Approximately 60% of Arabic-speaking Internet users dislike using an Arabic keyboard, according to Yamli, a Massachusetts-based startup that launched last year. CEO Habib Haddad explains that many users have to use a Latin keyboard for their jobs or school, which makes the keyboards impractical (and many think they’re just hard to type with). When it comes time to type in Arabic, many Internet users have adopted a phonetic web language that spells out Arabic words with these Latin letters. The result, Haddad says, is messy – especially when it comes to making sounds that don’t exist in English.

Yamli has built a system that solves this problem. Users enter words phonetically into a special text box that displays a list of matching words that are written in Arabic. This allows them to keep using their Latin keyboard, without having the resulting text look like gibberish. Because there are around 22 dialects in the Arab world, Yamli has to deal with multiple different phonetic spellings, which Haddad says it does with around 95% accuracy.
The company launched an Arabic frontend to Google in November 2007, and released an API in March 2008. The system was recently integrated into popular Arabic portal Maktoob (which Haddad likens to an Arab Yahoo). In the future, Haddad says that the technology will be applied to other platforms, like mobile phones. And it only has two employees, both co-founders.
The company seems like a likely acquisition target for Google or any other company looking to expand to Arabic-speaking nations, where Haddad says development has been relatively slow.










Yep Yamil is great. i know many people use arabizi which is writing arabic using english letters, this tool is great it is a real solution.
happy to see arabic startup covered here, and Cong. Hadad.
here is my story about yamli API:
http://arabcrun...ny-website.html
congralutation yamli
This is very fantastic and work very good for Arabic speaker
It’s a great feeling to see that one can talk about disruptive technologies in a global world. Good luck to everyone at Yamli– I hope they wont sell too soon, I’m sure they have plenty to do before any of that…
On behalf of the Woopra Team, I congratulate you guys for the great job you have done so far. I’ve been using your service for a while now and it has been a very useful.
I’m looking forward to see you soon.
Elie.
──────
Required actions:
**A.** According to the Yamli article, how accurate does Haddad say Yamli is when handling the different phonetic spellings?
**B.** Check each statement against the Yamli article and say whether it agrees: (i) Yamli released an API in March 2008. (ii) Yamli has five employees. (iii) To use Yamli, people have to switch to an Arabic keyboard.
**C.** Carry the Yamli article on from its last line.
──────
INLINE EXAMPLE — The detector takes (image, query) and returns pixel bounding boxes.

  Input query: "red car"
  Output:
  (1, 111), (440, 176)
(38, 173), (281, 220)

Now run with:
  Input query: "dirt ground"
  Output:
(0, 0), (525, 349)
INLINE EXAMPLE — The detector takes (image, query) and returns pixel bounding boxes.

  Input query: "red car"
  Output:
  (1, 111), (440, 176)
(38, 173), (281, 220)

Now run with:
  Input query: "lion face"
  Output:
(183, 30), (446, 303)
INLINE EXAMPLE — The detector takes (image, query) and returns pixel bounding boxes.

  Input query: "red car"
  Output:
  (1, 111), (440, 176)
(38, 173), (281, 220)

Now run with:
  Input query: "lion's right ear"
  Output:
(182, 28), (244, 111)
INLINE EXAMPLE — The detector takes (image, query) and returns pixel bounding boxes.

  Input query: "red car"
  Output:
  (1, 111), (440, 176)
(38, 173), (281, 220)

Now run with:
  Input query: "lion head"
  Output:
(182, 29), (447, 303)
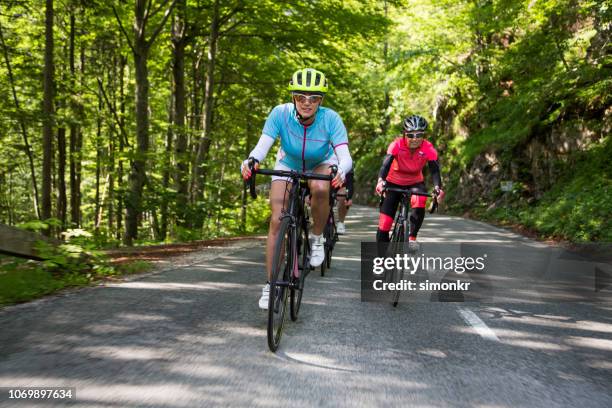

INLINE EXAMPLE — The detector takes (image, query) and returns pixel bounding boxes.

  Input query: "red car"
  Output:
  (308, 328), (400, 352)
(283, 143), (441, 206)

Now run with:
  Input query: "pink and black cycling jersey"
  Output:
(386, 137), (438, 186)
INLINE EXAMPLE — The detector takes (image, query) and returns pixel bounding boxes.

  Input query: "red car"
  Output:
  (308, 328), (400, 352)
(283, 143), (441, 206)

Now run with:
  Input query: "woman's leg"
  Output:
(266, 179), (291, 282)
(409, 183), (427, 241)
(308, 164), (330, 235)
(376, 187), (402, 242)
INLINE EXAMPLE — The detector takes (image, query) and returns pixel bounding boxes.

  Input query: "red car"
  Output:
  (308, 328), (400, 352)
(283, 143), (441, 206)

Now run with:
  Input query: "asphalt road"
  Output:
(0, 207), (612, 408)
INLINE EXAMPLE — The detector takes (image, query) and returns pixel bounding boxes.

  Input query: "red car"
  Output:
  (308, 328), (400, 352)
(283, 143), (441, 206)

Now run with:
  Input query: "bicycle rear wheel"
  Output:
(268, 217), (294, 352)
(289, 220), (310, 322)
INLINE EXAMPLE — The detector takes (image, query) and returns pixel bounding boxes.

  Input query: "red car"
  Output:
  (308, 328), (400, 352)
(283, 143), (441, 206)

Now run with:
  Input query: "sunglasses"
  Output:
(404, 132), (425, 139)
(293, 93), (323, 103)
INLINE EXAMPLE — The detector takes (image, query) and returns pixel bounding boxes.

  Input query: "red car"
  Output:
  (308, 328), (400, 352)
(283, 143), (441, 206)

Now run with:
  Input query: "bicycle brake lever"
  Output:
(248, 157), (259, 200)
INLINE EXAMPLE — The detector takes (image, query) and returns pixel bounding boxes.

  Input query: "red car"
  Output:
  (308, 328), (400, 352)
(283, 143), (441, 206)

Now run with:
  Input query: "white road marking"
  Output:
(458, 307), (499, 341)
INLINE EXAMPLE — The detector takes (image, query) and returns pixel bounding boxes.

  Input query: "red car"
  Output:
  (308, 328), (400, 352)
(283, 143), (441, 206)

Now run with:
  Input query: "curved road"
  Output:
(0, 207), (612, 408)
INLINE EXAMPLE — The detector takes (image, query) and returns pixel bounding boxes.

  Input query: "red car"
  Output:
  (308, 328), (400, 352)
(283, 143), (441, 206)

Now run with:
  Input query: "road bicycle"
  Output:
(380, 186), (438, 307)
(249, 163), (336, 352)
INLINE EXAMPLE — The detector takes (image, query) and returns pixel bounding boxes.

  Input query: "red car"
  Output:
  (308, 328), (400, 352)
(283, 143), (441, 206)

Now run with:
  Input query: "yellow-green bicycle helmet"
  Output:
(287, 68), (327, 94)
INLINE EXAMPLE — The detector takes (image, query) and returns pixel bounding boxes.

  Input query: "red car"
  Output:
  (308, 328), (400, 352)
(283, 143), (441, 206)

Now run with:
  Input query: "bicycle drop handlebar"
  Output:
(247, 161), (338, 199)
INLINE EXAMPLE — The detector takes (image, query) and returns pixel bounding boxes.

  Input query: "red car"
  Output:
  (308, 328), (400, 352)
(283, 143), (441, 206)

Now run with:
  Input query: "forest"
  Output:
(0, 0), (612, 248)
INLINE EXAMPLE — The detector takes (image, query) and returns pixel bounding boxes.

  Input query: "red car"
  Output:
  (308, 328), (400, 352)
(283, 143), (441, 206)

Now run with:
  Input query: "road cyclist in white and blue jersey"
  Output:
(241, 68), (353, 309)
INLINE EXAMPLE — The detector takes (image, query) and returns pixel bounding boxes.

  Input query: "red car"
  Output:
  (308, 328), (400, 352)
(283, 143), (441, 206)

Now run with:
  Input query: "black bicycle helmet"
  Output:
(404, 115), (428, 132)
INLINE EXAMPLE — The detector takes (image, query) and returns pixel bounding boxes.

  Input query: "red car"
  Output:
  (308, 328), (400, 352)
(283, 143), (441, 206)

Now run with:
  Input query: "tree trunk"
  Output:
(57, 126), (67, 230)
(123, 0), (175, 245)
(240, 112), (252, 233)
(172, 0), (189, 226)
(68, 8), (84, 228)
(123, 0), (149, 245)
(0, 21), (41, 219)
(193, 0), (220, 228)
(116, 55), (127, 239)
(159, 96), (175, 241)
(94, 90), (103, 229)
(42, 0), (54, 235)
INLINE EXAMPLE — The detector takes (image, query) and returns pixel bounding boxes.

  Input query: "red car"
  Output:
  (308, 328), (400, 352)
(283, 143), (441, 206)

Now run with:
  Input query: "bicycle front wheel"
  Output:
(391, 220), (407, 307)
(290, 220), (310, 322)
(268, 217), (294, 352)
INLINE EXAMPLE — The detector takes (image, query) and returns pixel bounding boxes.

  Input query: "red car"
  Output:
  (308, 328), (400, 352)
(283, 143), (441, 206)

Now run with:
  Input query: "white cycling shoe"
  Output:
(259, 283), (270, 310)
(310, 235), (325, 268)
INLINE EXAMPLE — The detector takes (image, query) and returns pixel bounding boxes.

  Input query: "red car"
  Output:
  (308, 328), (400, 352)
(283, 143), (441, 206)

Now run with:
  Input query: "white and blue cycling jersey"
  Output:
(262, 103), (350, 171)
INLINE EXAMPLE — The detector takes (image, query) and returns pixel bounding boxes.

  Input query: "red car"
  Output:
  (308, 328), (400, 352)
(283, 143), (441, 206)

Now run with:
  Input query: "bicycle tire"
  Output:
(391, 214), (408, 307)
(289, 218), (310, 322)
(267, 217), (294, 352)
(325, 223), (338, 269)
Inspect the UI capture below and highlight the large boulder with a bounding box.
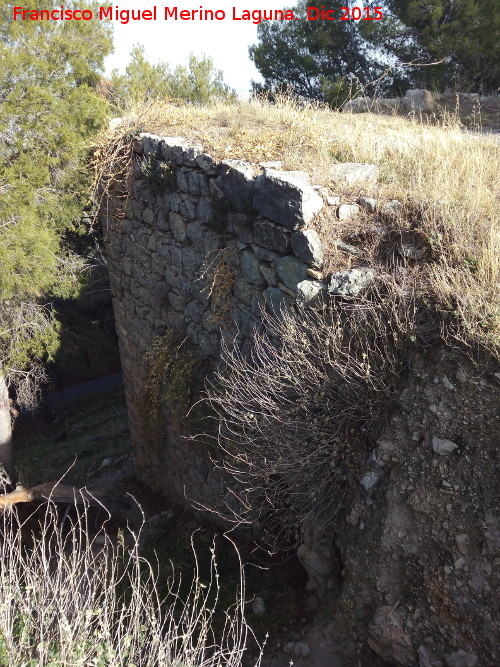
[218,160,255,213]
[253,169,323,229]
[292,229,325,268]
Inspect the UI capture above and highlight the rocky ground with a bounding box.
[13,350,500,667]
──────
Results in order:
**A.** Around 95% accurate.

**B.**
(i) Yes: "released an API in March 2008"
(ii) No: "it only has two employees, both co-founders"
(iii) No: "This allows them to keep using their Latin keyboard"

**C.**
Great Job Yamli team. You guys have put together an utterly useful tool. I can not only express myself fluently and spontaneously in my mother-tongue language, but I can also type in Arabic as fast as I type in English.
Yamli is the bestest!!!
Congrats to Habib and Imad (I know them personally). Both are really good guys who have earned their success. One of the greatest things about Yamli is that it’s actually solving a real problem for real users, and it’s not an easy problem either. In addition, the system gets smarter the more people use it, which is a great aspect of their product.
I find Yamli really useful as well… it works great for searching arabic content on the web.
ألف مبروك إلى حبيب و عماد على هذا الإنجاز التكنولجي المتقن والمفتخر فيه ! إلى الأمام يا شباب وللأعلى !
Get ready for interest-free loan spam!
Gr8 job Habeeb,
I loving yamli Idea so much, and i hope every thing to be gr8.
Greetings
I’m so happy to see Yamli become popular for the arab world & espically for the arab student in the westeren society. Yamli really made the best tool ever for writing arabic.
Some school don’t offer the arabic keyboard in their computeres & they don’t allow you to add. However, after Yamli came in , no needs for the arabic keyboard now.
I’m so proud of you guys eventhough I don’t really know the founders very well, but i’m so proud that one of my brotheres in the arab world did something we should all be proud of it.
Many congrats to all of you guys Habib & Imad
I wasn’t amazed when I found TC wrote Yamli. I love the idea behind Yamli, and I love how it’s developed and presented. Keep up the good work guys
Great job Habib
Yamli is an interesting idea that addresses an issue. This issue is especially a problem for those using computers without an Arabic keyboard, a problem perhaps every single Arab has faced at least once in a lifetime.
Great work Habib and Imad .. we’re still looking forward for future implementation of the technology at a wider scale
great work guys, we as lebanese are proud of you. !!!!
The Arabs have always had a knack for disruptive technology.
Congrats to Habib and Imad , you have done very good tool.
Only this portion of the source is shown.